Dataset excerpt
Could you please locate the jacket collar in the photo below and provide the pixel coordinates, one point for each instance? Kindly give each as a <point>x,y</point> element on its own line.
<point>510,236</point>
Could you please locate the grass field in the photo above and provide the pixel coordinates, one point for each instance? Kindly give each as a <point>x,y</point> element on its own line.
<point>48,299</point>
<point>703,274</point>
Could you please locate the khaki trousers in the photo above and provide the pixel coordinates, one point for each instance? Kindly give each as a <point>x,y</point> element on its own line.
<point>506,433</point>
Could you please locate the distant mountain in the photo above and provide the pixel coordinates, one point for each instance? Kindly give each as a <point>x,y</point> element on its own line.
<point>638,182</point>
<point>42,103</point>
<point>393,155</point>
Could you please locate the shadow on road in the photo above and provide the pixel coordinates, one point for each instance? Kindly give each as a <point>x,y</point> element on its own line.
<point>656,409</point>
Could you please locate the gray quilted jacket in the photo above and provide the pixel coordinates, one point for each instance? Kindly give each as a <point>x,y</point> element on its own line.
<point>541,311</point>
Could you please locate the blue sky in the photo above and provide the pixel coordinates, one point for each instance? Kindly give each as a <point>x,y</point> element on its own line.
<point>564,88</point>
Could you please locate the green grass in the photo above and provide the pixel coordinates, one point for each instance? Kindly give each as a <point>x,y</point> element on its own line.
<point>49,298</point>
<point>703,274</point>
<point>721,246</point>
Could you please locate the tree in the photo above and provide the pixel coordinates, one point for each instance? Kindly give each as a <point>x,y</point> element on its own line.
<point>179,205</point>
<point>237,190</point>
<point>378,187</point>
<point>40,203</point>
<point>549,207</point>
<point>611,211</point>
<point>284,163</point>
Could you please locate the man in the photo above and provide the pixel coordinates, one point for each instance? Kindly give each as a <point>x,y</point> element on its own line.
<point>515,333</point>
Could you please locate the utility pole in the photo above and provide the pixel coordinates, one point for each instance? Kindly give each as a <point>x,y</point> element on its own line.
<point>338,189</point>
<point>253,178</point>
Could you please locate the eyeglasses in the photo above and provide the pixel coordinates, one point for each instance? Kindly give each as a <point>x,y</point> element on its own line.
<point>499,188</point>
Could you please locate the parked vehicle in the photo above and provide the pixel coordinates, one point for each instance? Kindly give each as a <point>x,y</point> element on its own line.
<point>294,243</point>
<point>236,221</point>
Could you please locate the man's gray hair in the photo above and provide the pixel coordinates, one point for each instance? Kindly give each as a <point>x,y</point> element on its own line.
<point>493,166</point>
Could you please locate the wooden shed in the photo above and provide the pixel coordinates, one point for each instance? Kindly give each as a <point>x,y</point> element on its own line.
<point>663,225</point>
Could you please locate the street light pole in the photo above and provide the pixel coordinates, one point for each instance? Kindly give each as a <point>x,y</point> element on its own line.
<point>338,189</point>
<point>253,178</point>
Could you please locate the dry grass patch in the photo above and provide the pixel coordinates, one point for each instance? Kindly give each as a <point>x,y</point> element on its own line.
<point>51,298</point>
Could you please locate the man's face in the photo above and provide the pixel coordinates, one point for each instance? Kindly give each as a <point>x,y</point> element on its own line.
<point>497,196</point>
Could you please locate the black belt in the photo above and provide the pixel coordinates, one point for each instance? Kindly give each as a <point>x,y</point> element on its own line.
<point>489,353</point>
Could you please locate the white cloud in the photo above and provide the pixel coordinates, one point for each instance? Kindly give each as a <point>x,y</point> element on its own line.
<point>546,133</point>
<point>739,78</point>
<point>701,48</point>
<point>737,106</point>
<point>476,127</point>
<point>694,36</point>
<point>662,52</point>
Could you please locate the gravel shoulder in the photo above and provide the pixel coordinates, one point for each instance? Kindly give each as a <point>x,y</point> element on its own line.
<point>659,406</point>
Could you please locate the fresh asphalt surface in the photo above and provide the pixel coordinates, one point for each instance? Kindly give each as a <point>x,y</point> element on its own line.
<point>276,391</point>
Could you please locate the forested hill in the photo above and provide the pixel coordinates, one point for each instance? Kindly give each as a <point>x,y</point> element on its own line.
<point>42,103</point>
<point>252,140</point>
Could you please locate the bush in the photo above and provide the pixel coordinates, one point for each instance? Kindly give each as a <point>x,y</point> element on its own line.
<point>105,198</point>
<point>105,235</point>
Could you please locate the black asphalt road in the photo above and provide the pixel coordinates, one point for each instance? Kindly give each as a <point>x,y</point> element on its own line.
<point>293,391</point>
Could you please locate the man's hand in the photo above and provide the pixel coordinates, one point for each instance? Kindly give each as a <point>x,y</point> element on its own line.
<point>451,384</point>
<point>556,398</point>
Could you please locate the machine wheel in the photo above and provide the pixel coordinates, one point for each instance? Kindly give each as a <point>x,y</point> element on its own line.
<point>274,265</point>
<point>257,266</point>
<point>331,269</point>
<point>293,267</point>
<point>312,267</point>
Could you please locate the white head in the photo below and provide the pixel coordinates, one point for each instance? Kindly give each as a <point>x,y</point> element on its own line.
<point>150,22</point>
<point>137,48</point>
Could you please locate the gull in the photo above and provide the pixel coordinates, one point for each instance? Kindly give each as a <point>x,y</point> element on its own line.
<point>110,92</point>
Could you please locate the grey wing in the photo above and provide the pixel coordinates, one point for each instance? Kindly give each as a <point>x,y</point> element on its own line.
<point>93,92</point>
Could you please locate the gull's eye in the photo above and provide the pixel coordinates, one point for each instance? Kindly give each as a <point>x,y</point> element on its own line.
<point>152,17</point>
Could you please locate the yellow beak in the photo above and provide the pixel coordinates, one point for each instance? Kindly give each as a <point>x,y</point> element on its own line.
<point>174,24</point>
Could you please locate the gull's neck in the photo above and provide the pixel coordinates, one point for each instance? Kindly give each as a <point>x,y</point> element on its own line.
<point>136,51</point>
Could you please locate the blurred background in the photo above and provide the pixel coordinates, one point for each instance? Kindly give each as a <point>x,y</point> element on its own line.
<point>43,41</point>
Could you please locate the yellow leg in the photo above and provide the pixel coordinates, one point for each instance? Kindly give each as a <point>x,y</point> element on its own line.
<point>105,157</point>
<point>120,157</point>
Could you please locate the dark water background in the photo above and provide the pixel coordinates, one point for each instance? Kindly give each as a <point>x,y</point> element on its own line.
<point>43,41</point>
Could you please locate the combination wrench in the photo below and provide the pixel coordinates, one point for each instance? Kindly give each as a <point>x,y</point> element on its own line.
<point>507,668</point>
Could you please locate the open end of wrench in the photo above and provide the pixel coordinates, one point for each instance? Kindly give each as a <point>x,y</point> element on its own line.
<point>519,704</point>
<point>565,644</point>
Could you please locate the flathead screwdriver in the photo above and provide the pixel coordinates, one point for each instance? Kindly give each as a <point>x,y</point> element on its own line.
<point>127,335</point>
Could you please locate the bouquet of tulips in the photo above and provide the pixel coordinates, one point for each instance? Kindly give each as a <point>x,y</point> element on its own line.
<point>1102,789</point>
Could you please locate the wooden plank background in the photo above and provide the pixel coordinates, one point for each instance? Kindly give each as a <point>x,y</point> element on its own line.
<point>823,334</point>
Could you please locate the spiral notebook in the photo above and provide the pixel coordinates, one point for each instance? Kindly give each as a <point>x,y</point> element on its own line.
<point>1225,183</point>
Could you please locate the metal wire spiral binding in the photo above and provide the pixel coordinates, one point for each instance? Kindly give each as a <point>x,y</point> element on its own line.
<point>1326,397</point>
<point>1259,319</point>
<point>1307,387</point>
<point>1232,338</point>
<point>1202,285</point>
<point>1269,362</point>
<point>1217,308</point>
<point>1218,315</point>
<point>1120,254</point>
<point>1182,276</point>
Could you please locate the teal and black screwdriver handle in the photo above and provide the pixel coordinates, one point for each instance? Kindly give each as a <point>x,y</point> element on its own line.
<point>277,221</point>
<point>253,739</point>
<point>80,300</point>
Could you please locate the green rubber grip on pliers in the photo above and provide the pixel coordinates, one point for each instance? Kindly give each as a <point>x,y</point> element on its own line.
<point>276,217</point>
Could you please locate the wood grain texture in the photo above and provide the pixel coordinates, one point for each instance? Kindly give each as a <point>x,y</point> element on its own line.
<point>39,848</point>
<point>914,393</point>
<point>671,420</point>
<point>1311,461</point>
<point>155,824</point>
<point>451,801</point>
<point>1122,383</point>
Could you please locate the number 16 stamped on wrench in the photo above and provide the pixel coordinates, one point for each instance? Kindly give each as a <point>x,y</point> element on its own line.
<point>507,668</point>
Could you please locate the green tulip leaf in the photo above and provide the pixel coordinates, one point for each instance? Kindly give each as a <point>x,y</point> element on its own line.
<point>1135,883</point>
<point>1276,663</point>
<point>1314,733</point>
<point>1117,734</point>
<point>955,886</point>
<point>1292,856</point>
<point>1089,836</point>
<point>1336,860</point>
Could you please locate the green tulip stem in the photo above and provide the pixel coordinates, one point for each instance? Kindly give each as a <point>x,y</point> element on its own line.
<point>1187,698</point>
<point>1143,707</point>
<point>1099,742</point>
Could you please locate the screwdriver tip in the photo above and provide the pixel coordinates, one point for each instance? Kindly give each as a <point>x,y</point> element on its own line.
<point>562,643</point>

:: Exercise details ::
Reproduce only those lines of the entries above that run from the line with "Could you please locate the teal" to the final line.

:: Answer below ::
Could you please locate the teal and black screwdriver handle in the photo above and provide the pixel coordinates, one point for each instance? Kindly give each as a <point>x,y</point> element on its own line.
<point>277,221</point>
<point>253,739</point>
<point>80,300</point>
Could you please locate the green rubber grip on pliers in the photo above and provide the pixel coordinates, one point for each instance? Kindly give each as a <point>x,y</point> element on its own line.
<point>276,217</point>
Could you please locate the wood grain texture in the photo above and provide the pixel coordinates, one point for each instance? Kindly give each as a <point>x,y</point> element on its own line.
<point>39,848</point>
<point>914,393</point>
<point>671,420</point>
<point>1311,461</point>
<point>155,824</point>
<point>451,801</point>
<point>1122,383</point>
Could you please locate the number 16 stamped on wrench in the photo above and provide the pixel coordinates, one point for each instance? Kindly give each as a <point>x,y</point> element on its own line.
<point>507,668</point>
Could you please locate the green tulip leaf in the photo above and provide the pixel coordinates, one point for each instance? Kindly give each as a <point>x,y</point> element on its own line.
<point>1135,883</point>
<point>1276,663</point>
<point>1314,733</point>
<point>1117,734</point>
<point>955,886</point>
<point>1292,856</point>
<point>1089,836</point>
<point>1336,860</point>
Could you please locate the green tulip stem in the photo above and provide the pixel coordinates, one point for each instance? Kindly give each as a <point>x,y</point> element on its own line.
<point>1187,698</point>
<point>1143,707</point>
<point>1099,742</point>
Could you please locate the screwdriver tip in the photo above and provide the pixel coordinates, one point for each instance? Kindly give each as a <point>x,y</point> element on its own line.
<point>562,643</point>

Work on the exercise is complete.